=== WHAT YOU HAVE TO DO ===
Set every line of the data down again exactly, and keep the pictures out.

=== AVAILABLE DATA ===
- - -
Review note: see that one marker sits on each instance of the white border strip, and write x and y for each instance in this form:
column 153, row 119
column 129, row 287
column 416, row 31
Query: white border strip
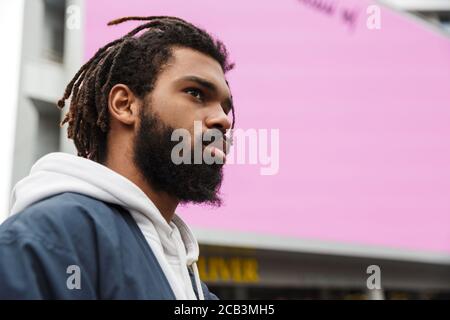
column 11, row 31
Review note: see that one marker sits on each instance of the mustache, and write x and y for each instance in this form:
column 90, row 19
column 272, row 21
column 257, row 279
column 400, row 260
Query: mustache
column 223, row 143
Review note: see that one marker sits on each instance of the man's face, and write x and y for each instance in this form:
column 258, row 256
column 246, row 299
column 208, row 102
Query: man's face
column 191, row 87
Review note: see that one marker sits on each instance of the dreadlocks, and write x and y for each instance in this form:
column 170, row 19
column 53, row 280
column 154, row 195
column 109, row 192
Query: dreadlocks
column 134, row 60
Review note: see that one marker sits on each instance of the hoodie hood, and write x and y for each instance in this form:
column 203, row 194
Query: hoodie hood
column 61, row 172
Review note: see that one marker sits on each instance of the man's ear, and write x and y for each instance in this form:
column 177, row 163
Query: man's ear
column 123, row 105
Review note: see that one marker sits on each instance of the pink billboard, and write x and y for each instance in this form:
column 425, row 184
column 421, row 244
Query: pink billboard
column 362, row 116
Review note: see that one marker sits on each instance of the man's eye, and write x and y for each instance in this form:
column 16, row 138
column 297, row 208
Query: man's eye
column 196, row 93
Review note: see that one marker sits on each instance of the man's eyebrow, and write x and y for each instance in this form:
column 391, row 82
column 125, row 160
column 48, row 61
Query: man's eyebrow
column 210, row 86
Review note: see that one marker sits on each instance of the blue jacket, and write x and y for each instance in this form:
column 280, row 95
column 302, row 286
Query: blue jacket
column 46, row 245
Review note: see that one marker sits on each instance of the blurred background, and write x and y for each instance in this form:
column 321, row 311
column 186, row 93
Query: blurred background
column 359, row 92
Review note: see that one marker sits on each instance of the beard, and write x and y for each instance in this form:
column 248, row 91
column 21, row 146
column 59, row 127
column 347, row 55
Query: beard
column 189, row 183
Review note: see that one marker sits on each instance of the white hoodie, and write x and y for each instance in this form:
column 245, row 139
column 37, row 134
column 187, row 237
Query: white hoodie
column 174, row 244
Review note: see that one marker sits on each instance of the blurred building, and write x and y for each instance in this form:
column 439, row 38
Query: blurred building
column 49, row 54
column 435, row 12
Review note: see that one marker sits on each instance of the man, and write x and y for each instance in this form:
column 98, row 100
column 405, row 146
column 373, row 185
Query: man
column 103, row 225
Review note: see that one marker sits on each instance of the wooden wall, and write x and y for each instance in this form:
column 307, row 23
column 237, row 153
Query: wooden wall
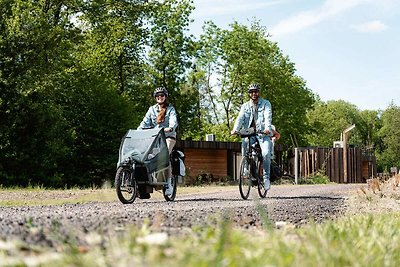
column 206, row 161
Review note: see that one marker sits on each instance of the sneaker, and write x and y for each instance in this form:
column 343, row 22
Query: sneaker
column 267, row 184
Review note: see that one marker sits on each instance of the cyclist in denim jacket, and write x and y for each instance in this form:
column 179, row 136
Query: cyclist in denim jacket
column 257, row 113
column 163, row 115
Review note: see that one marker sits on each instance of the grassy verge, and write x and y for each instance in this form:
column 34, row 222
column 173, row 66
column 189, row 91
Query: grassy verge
column 369, row 237
column 367, row 240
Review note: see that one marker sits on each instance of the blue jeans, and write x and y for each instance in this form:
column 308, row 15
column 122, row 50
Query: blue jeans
column 266, row 151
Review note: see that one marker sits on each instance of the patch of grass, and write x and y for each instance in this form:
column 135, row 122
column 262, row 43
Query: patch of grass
column 368, row 240
column 316, row 178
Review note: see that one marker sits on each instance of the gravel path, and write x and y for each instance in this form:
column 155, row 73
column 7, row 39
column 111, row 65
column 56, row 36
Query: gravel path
column 294, row 204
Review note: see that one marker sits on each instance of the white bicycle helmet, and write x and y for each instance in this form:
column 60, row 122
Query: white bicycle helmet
column 253, row 87
column 160, row 90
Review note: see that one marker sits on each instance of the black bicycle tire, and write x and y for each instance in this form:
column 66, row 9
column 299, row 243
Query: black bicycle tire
column 174, row 181
column 118, row 181
column 260, row 187
column 243, row 193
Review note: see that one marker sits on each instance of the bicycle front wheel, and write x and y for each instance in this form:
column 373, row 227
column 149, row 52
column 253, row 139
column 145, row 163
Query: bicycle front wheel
column 245, row 178
column 125, row 185
column 261, row 189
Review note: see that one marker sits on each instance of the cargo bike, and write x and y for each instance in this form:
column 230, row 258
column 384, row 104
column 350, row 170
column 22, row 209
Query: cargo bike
column 143, row 166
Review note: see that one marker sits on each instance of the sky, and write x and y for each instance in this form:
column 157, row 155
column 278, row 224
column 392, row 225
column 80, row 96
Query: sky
column 343, row 49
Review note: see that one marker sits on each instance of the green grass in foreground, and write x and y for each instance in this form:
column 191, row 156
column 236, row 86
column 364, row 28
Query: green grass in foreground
column 369, row 240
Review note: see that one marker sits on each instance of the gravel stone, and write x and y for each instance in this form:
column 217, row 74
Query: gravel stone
column 291, row 204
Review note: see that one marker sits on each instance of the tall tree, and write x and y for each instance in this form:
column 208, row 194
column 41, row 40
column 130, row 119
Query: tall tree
column 390, row 134
column 170, row 56
column 245, row 55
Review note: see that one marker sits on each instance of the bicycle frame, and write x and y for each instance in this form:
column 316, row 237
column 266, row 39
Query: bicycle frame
column 251, row 165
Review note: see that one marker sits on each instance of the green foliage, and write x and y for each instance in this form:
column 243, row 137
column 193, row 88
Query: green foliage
column 390, row 134
column 241, row 56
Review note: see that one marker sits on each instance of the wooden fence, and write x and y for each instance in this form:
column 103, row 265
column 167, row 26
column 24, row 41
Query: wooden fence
column 222, row 159
column 330, row 161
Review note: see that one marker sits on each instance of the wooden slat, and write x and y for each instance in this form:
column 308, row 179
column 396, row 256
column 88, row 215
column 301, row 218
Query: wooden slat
column 199, row 161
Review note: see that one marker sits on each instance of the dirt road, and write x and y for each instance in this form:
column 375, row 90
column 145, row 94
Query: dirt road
column 295, row 204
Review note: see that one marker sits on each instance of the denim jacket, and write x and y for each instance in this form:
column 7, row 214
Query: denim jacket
column 150, row 119
column 264, row 116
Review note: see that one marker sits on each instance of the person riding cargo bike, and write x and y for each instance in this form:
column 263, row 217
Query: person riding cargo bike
column 163, row 115
column 256, row 114
column 147, row 160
- - -
=== EXPECTED ANSWER ===
Review note: see that one marker sits on each instance of the white border strip, and write x and y for each instance in this form:
column 153, row 119
column 129, row 287
column 416, row 31
Query: white border strip
column 11, row 31
Review note: see that one marker sits on each instance of the mustache, and write x and y for each instance in this form:
column 90, row 19
column 272, row 21
column 257, row 279
column 400, row 260
Query: mustache
column 223, row 143
Review note: see that one marker sits on each instance of the man's face, and write x and y for each instance in this form:
column 258, row 256
column 246, row 299
column 208, row 102
Query: man's face
column 191, row 87
Review note: see that one marker sits on each instance of the dreadlocks, and write x and y for each instance in this form:
column 170, row 19
column 53, row 280
column 154, row 195
column 109, row 192
Query: dreadlocks
column 134, row 60
Review note: see that one marker sits on each instance of the hoodie hood, and write x and y for each instance in this form:
column 203, row 194
Query: hoodie hood
column 61, row 172
Review note: see that one marker sits on each instance of the man's ear, and write x and y for each instance in this form:
column 177, row 163
Query: man's ear
column 123, row 105
Review note: see that one marker sits on each instance of the pink billboard, and write x and y for each instance in this form:
column 425, row 184
column 421, row 244
Query: pink billboard
column 362, row 116
Review note: see that one marker sits on each instance of the man's eye, and write x and y for each instance in this form:
column 16, row 138
column 297, row 208
Query: man's eye
column 196, row 93
Review note: see that one marker sits on each instance of the man's eyebrow, and write x and y for each instance in this form:
column 391, row 82
column 125, row 160
column 48, row 61
Query: man's eyebrow
column 210, row 86
Review note: see that one marker sits on each instance of the blue jacket, and write x and y for each instance in this form:
column 280, row 95
column 302, row 286
Query: blue jacket
column 46, row 245
Review note: see that one marker sits on each instance of the blurred background, and write x and y for each instance in this form:
column 321, row 311
column 186, row 93
Query: blurred background
column 359, row 92
Review note: see that one marker sits on each instance of the beard, and write x and y for each instance in this form:
column 248, row 91
column 21, row 146
column 59, row 127
column 347, row 55
Query: beard
column 189, row 183
Review note: see that one marker sits on each instance of the white hoodie, and write x and y for each instance in this form:
column 245, row 139
column 37, row 134
column 187, row 237
Query: white hoodie
column 174, row 244
Review note: see that one marker sits on each instance of the blurred building, and write x and y for each instance in this form:
column 439, row 38
Query: blurred building
column 49, row 54
column 435, row 12
Review note: see that one marker sits on each instance of the man, and write x and y for each instance in this form:
column 98, row 100
column 405, row 146
column 373, row 185
Query: man
column 103, row 225
Review note: see that one marker sits on each instance of the wooden wall, and write x and y for each instance in this form:
column 307, row 23
column 237, row 153
Query: wooden wall
column 206, row 161
Review note: see that one marker sits on each instance of the sneaker, and write x and y for each instance in this form:
column 343, row 22
Query: sneaker
column 267, row 184
Review note: see that one marker sits on each instance of the cyclist in denim jacket, and write x and y for each instance in this form:
column 179, row 136
Query: cyclist in denim jacket
column 257, row 113
column 163, row 115
Review note: see that one marker sits on each instance of the grassy verge, and write x and y for each instance in this form:
column 34, row 222
column 173, row 66
column 189, row 91
Query: grassy verge
column 369, row 237
column 367, row 240
Review note: see that one marker sits on each instance of the blue jeans, and write x and y for each instance in this form:
column 308, row 15
column 122, row 50
Query: blue jeans
column 266, row 151
Review note: see that one marker sits on each instance of the patch of grass, and write x and y for each instance in this form:
column 135, row 122
column 262, row 43
Query: patch of grass
column 368, row 240
column 316, row 178
Review note: see that one marker sits on each instance of the gravel path, and write x and y for each instance in this form:
column 155, row 73
column 7, row 39
column 111, row 65
column 56, row 36
Query: gravel path
column 294, row 204
Review note: see that one marker sits on each instance of the white bicycle helmet, and write x and y for each instance in this form:
column 60, row 122
Query: white bicycle helmet
column 253, row 87
column 160, row 90
Review note: see that one marker sits on each instance of the black bicycle tire, and write x and y for each instance in this form:
column 66, row 9
column 299, row 243
Query: black bicycle tire
column 174, row 181
column 118, row 181
column 260, row 187
column 243, row 193
Review note: see that one marker sits on each instance of the bicycle front wheel, and write x and y for each instance in this form:
column 373, row 227
column 149, row 52
column 253, row 139
column 145, row 163
Query: bicycle front wheel
column 245, row 178
column 125, row 185
column 261, row 189
Review note: see that one marker sits on each instance of the cargo bike, and write x and y for each instance in this form:
column 230, row 258
column 384, row 104
column 350, row 170
column 22, row 209
Query: cargo bike
column 143, row 166
Review note: see that one marker sits on each instance of the sky, and write x and y for each instance in this form:
column 157, row 155
column 278, row 224
column 392, row 225
column 80, row 96
Query: sky
column 343, row 49
Review note: see that one marker sits on each instance of the green grass in foreground, and write x and y for each instance in this form:
column 191, row 156
column 236, row 86
column 364, row 28
Query: green grass in foreground
column 369, row 240
Review note: see that one marker sits on each instance of the gravel stone, and write x and y for each instance in this form:
column 217, row 74
Query: gravel stone
column 291, row 204
Review note: see that one marker sits on each instance of the tall tree, and write x and y for each instance in this form:
column 208, row 194
column 41, row 40
column 130, row 119
Query: tall tree
column 390, row 134
column 170, row 56
column 245, row 55
Review note: see that one marker sits on each instance of the bicycle frame, and write x and y for each instance in this form:
column 316, row 237
column 266, row 39
Query: bicycle frame
column 251, row 165
Review note: see that one marker sits on each instance of the green foliage, and write x and y for each instance in this form:
column 243, row 137
column 193, row 88
Query: green foliage
column 390, row 134
column 241, row 56
Review note: see that one marker sits on each instance of the wooden fence, and write x and y for each instance in this form:
column 103, row 265
column 167, row 26
column 24, row 41
Query: wooden fence
column 222, row 159
column 330, row 161
Review note: see that one marker sits on each instance of the wooden slat, and write x and y for each instance in this form:
column 308, row 179
column 396, row 256
column 88, row 215
column 301, row 218
Query: wooden slat
column 199, row 161
Review note: see that one marker sits on each instance of the dirt road, and write x and y for each instance in this form:
column 375, row 90
column 145, row 94
Query: dirt road
column 295, row 204
Review note: see that one marker sits on each instance of the denim jacket, and write x and y for each instance in this form:
column 7, row 214
Query: denim jacket
column 150, row 119
column 264, row 116
Review note: see that one marker sits on each instance of the person riding cargo bike, and write x and y for each instance in this form:
column 263, row 217
Query: person riding cargo bike
column 163, row 115
column 256, row 114
column 147, row 160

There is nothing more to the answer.